(Collected data entries)
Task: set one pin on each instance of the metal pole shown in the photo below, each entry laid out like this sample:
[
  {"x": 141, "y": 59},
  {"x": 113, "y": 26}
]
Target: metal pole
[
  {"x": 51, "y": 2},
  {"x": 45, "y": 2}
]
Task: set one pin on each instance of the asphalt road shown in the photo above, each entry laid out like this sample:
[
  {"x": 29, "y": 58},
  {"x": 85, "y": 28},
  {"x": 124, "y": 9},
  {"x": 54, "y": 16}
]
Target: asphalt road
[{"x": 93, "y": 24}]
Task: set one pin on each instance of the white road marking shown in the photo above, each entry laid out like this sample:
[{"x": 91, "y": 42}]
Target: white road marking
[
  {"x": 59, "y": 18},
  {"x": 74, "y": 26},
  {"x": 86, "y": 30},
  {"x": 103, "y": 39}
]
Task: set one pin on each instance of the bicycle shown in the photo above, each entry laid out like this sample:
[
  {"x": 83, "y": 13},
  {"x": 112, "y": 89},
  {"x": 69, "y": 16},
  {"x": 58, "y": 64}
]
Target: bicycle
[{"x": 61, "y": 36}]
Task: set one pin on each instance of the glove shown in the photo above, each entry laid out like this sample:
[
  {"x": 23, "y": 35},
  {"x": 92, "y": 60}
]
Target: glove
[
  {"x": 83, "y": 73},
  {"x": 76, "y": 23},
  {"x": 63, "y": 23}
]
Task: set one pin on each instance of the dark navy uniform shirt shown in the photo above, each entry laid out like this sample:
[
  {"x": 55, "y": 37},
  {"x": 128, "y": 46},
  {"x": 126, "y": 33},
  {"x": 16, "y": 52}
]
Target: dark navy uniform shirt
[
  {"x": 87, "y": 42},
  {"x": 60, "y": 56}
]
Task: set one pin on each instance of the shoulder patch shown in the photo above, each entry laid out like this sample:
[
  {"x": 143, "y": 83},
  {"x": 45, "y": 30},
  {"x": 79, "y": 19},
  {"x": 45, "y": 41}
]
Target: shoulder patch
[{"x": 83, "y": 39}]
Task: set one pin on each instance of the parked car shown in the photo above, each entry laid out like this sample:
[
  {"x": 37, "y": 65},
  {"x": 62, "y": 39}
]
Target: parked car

## How to complete this task
Which lines of the records above contain the word "parked"? Show each of them.

## Written response
Task: set one pin on each instance of the parked car shown in the photo above, each entry laid out like this sample:
Target: parked car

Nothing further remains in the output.